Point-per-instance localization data
:::::

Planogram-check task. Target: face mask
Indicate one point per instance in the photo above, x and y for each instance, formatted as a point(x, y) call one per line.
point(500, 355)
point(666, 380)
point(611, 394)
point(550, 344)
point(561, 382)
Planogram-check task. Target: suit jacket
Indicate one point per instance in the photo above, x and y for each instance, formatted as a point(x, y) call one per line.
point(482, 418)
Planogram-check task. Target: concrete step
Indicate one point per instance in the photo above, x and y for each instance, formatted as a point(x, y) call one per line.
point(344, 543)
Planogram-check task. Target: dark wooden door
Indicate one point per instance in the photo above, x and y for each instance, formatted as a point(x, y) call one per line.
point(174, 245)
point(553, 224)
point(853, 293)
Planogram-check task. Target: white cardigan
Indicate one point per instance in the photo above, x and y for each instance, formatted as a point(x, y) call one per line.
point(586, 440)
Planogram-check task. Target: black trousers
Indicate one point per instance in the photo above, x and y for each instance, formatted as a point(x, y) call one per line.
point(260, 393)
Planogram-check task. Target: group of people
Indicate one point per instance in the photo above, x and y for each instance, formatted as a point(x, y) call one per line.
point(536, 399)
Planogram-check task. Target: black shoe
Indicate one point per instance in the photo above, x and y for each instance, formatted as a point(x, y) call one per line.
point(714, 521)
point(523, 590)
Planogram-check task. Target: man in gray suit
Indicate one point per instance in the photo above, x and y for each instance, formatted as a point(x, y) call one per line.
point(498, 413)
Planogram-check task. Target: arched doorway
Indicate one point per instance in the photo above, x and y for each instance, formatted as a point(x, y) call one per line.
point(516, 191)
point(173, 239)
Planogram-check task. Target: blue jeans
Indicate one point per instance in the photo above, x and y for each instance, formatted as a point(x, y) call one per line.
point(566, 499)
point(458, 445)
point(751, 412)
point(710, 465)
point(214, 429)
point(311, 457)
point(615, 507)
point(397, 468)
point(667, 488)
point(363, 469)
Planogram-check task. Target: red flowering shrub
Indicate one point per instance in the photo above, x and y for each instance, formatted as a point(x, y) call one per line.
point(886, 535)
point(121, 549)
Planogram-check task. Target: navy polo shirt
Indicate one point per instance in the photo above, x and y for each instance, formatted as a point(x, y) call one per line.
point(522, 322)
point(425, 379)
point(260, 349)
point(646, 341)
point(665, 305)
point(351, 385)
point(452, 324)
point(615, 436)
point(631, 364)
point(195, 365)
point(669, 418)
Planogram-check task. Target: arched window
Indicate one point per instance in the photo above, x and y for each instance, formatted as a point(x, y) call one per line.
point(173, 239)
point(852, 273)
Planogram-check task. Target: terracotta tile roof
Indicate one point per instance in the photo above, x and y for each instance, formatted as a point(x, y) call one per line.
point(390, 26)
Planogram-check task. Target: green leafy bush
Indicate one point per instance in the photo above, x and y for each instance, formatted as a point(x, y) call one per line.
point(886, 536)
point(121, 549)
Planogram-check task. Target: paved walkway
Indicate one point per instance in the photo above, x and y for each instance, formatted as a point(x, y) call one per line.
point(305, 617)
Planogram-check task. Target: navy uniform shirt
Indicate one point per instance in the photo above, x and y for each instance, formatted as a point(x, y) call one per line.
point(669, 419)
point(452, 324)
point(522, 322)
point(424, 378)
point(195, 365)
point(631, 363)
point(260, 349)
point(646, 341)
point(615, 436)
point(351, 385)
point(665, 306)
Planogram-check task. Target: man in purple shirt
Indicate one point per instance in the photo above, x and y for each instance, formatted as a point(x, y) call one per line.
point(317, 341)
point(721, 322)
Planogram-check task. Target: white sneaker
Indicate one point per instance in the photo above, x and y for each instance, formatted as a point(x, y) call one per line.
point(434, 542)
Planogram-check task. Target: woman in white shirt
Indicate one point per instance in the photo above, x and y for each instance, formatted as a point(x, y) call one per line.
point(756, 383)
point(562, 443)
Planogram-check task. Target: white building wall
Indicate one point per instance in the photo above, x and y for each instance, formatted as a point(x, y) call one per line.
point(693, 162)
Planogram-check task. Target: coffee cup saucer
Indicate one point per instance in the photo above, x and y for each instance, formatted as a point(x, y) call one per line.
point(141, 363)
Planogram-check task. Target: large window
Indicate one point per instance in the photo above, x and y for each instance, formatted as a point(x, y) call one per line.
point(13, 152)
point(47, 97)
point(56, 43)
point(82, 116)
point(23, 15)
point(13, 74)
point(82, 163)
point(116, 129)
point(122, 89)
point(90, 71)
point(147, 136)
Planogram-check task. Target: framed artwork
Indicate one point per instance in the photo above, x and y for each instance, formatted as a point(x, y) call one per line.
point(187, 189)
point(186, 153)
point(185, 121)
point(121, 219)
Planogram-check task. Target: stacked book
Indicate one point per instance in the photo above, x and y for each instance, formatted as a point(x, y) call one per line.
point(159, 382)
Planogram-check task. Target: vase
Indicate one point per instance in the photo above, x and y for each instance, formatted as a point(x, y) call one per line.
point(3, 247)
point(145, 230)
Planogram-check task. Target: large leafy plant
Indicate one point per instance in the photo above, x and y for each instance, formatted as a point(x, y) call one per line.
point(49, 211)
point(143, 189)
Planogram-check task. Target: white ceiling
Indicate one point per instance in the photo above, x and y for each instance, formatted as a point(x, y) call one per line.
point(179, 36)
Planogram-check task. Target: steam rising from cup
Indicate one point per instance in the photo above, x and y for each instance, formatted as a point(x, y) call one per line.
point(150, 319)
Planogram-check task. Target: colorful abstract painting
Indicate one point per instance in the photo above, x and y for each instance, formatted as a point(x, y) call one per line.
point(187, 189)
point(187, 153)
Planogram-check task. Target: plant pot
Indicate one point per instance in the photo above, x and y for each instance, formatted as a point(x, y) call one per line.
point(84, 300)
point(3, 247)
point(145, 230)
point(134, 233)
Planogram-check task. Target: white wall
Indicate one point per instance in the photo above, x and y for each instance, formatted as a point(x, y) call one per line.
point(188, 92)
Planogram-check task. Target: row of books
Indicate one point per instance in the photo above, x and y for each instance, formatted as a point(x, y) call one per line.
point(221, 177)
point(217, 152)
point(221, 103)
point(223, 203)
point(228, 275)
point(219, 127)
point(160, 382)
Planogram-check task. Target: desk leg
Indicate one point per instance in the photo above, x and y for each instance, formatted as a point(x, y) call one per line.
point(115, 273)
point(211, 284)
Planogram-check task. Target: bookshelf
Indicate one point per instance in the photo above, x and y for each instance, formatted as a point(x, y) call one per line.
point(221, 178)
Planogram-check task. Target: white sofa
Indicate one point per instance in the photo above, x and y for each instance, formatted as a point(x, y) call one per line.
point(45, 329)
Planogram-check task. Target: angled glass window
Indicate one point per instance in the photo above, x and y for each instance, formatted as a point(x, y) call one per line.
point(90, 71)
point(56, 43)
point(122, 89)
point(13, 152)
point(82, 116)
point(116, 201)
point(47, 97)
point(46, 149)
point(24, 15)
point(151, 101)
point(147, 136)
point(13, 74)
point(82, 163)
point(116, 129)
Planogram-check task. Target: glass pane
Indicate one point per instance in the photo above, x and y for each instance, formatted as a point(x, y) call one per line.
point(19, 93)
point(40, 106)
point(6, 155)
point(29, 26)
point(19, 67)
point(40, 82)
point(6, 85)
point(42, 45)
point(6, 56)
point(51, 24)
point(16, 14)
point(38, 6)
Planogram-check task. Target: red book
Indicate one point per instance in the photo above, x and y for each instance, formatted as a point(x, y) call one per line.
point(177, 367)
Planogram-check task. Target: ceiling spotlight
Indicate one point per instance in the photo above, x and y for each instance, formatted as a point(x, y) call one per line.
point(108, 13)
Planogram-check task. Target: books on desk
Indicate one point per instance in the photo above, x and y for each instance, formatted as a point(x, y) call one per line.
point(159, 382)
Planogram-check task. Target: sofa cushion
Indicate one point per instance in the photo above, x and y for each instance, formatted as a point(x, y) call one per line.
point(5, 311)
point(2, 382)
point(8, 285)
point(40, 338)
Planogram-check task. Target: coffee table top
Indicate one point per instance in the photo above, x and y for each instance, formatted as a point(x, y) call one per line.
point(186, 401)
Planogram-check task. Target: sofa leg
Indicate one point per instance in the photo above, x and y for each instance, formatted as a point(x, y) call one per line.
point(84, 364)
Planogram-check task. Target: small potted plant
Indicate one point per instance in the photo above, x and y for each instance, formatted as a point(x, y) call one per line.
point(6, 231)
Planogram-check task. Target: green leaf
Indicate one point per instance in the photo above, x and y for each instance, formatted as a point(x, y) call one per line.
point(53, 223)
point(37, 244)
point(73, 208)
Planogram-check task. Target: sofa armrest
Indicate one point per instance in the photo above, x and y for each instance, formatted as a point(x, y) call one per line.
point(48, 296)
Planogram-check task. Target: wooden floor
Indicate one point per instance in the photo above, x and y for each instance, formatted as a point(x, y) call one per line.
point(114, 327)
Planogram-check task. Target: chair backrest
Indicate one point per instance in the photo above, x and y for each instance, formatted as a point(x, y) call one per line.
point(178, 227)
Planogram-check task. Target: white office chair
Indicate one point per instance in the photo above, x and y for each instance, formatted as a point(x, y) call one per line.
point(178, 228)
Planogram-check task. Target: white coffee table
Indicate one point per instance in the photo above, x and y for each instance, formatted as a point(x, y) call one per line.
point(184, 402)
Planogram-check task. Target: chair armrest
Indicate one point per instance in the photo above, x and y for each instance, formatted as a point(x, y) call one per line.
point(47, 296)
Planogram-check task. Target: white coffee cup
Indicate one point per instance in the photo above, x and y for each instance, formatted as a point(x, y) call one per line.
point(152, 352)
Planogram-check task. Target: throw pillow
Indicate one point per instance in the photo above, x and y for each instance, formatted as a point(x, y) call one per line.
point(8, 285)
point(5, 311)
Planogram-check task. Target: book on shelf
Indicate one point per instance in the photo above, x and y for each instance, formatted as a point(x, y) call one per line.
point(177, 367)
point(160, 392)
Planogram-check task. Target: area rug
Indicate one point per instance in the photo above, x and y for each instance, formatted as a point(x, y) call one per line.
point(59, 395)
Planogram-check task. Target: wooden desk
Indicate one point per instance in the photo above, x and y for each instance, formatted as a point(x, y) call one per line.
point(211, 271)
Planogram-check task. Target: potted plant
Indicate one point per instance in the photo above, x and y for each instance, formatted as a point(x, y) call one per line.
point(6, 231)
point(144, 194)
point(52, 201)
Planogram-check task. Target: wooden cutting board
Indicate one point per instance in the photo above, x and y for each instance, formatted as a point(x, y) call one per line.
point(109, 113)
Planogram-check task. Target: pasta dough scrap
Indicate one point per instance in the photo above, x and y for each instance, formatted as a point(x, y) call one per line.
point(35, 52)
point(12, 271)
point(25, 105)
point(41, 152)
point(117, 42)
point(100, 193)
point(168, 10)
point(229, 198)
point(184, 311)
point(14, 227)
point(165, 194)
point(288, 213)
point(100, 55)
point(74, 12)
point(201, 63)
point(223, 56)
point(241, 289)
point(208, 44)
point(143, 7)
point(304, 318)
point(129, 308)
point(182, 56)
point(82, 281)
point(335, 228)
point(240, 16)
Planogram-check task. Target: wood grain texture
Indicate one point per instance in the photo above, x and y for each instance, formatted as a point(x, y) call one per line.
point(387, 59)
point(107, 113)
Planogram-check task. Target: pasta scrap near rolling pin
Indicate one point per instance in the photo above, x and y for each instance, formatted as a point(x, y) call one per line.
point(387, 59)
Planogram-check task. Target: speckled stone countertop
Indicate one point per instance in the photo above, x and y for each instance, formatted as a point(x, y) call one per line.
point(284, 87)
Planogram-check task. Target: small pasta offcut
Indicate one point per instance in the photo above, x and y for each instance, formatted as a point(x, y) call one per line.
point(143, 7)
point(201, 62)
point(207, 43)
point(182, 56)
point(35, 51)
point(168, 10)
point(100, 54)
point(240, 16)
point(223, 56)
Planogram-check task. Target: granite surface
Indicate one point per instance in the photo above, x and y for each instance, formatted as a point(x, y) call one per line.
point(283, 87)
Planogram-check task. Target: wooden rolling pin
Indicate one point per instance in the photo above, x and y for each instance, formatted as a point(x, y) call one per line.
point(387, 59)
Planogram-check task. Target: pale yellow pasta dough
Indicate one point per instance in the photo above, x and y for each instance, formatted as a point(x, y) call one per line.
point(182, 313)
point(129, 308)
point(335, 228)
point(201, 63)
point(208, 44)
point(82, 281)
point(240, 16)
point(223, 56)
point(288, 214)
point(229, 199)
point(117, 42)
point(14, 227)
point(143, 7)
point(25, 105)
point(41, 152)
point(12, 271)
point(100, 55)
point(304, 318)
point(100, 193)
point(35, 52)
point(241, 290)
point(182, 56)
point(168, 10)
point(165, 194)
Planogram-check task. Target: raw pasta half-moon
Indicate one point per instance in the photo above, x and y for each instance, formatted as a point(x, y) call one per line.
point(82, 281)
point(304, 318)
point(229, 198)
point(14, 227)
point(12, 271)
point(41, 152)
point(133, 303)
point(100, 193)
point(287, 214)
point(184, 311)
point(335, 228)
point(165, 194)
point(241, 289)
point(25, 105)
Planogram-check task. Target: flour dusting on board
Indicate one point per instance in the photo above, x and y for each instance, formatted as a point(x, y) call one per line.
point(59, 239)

:::::

:: Problem to solve ::
Leave out every line above except those from the line with "Planogram-check task. Target: blue jeans" up to and including the line with "Planogram-check task. Target: navy uniform", and copy those exactly.

:: Reply ::
Planogram-check task. Target: blue jeans
Indicate one point per instance in the photo above, x and y for each instance, formatted as a point(x, y) call one per line.
point(566, 499)
point(458, 445)
point(751, 412)
point(710, 465)
point(214, 429)
point(311, 457)
point(615, 507)
point(397, 468)
point(667, 488)
point(363, 469)
Planogram-check task. Target: red flowering shrub
Indicate one point per instance in the photo above, x and y for each instance, formatted as a point(x, y) call one per line.
point(886, 535)
point(121, 549)
Planogram-check task. Target: navy polo shirt
Indicate one point per instance in the photo above, x and y for each instance, formatted as a point(x, y) call one per line.
point(522, 322)
point(425, 379)
point(260, 349)
point(646, 341)
point(665, 305)
point(351, 385)
point(452, 324)
point(615, 436)
point(631, 364)
point(195, 365)
point(669, 418)
Planogram-check task. Target: arched window
Indicate one point per instance in the photo above, x and y for each instance, formatted as a point(x, y) call one per line.
point(173, 239)
point(852, 273)
Planogram-check task. Target: terracotta tile roof
Indicate one point per instance in the photo above, x and y for each instance, formatted as a point(x, y) call one per line.
point(390, 26)
Planogram-check task. Target: green leafy bush
Indicate one point per instance in the photo above, x and y for each instance, formatted as a point(x, y) call one per line.
point(886, 536)
point(121, 549)
Planogram-check task. Target: paved walkway
Indicate one point per instance in the photo above, x and y for each instance, formatted as a point(x, y) call one per line.
point(305, 617)
Planogram-check task. Target: navy uniform shirt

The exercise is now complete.